The task —
Reproduce each entry exactly.

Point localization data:
::::::

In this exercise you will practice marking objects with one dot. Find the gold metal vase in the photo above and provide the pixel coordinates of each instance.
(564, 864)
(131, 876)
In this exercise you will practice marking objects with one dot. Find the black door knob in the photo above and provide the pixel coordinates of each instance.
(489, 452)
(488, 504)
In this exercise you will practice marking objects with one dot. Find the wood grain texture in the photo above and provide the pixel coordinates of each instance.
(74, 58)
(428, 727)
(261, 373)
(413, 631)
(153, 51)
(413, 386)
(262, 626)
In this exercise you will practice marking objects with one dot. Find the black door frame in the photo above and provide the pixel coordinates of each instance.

::::::

Task response —
In this exercise you will practice marking objects with one dot. Find the gold metal vase in the photo above and provide the pixel coordinates of each instance.
(564, 864)
(131, 876)
In this exercise you will practice marking objects with one dot. Find the black door knob in the photo above and provide the pixel coordinates of each instance.
(489, 452)
(488, 504)
In this exercise you will practice marking objects with one dot. Find the wood grain texture in the photo above and provide the pixel coordinates of each instance.
(74, 58)
(428, 727)
(261, 373)
(413, 631)
(153, 51)
(413, 386)
(262, 626)
In this exercise you will practice marking objects with one dot. Find the black door frame in the photo above and provide the pixel coordinates of each instance.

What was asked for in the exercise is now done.